## Document extract:
Beirut blast killed Lebanese security officer

AFP , Tuesday 24 Jun 2014

Lebanon
Lebanese army soldiers secure a site of an explosion that occured on Monday night in the southern suburbs of the Lebanese capital Beirut June 24, 2014. (Photo:Reuters)

An overnight suicide blast in Beirut's southern suburbs, Hezbollah's main bastion, killed a security officer who had tried to stop the bomber, a Lebanese security source told AFP on Tuesday.

The explosion happened at around midnight local time (2100 GMT Monday) near an army checkpoint and a cafe where football fans were watching a World Cup match.

An army statement earlier said a suicide attacker driving a white Mercedes "blew himself up at an army checkpoint at the Tayuneh roundabout (in southern Beirut), wounding several civilians".

The official National News Agency reported 12 people wounded in the blast.

On Tuesday, a security source told AFP that a high-ranking General Security Agency officer whom the army had reported missing had "been martyred".

Remains were undergoing DNA testing to confirm that they were indeed those of Abdel Karim Hodroj, the source added.

Speaking on condition of anonymity, the security source said Hodroj and his colleague Ali Jaber, who was wounded, "were passing through the area... They felt a vehicle that was going against the traffic flow was suspicious.

## Supplied material:
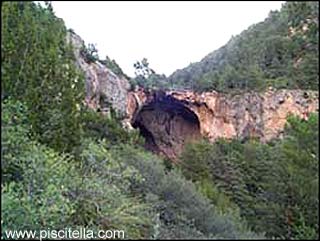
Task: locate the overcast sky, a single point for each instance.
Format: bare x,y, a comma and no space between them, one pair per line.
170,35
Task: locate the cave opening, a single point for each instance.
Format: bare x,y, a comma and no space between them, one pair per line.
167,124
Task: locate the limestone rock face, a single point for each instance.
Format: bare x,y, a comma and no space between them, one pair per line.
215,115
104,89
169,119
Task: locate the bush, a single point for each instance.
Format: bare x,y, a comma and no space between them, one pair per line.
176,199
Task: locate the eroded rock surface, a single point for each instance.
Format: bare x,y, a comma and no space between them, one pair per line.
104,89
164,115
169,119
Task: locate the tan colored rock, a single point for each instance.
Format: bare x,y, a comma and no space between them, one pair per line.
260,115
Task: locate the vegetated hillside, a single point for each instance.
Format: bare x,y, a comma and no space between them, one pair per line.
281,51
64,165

* * *

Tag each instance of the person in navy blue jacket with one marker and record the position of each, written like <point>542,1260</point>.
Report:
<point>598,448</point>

...

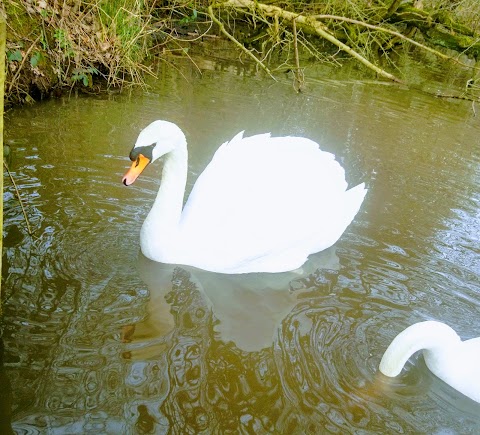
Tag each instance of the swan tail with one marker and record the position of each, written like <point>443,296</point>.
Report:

## Things to do:
A. Answer these questions using the Beirut blast article:
(i) What vehicle was the suicide attacker driving, according to the army statement?
(ii) How many people did the National News Agency report wounded?
(iii) Which colleague of Hodroj was wounded?
B. Decide whether each statement agrees with the Beirut blast article. Answer yes or no and quote the deciding words.
(i) The explosion took place at around midnight local time.
(ii) DNA testing had already confirmed that the remains were Hodroj's.
(iii) Football fans at a nearby cafe were watching a World Cup match.
C. Carry on the Beirut blast article from its final sentence.
The data above comes from a source separate from the Beirut blast article.

## Answer set:
A.
(i) A white Mercedes.
(ii) 12 people.
(iii) Ali Jaber.

B.
(i) Yes: "The explosion happened at around midnight local time (2100 GMT Monday)"
(ii) No: "Remains were undergoing DNA testing to confirm that they were indeed those of Abdel Karim Hodroj"
(iii) Yes: "a cafe where football fans were watching a World Cup match"

C.
"Then vehicle stopped in the middle of the road, and a man got out. (Hodroj and his colleague) stopped him and questioned him. The man said his car key was broken, and he couldn't drive any more," the source said.

The driver's suspicious behaviour led Jaber to go to the nearby army checkpoint to report him.

"Hodroj remained with the suicide attacker to ensure he wouldn't get away," the security source said.

Jaber was 30 metres (yards) away when "the explosion happened".

The bombing came three days after a suicide attack in east Lebanon killed one person and wounded 30.

Southern Beirut, a stronghold of Lebanon's Shiite movement Hezbollah, has been targeted by attacks for months.

Most incidents were claimed by Sunni extremists because Hezbollah sent thousands of fighters into neighbouring Syria to support President Bashar al-Assad's forces battling rebels.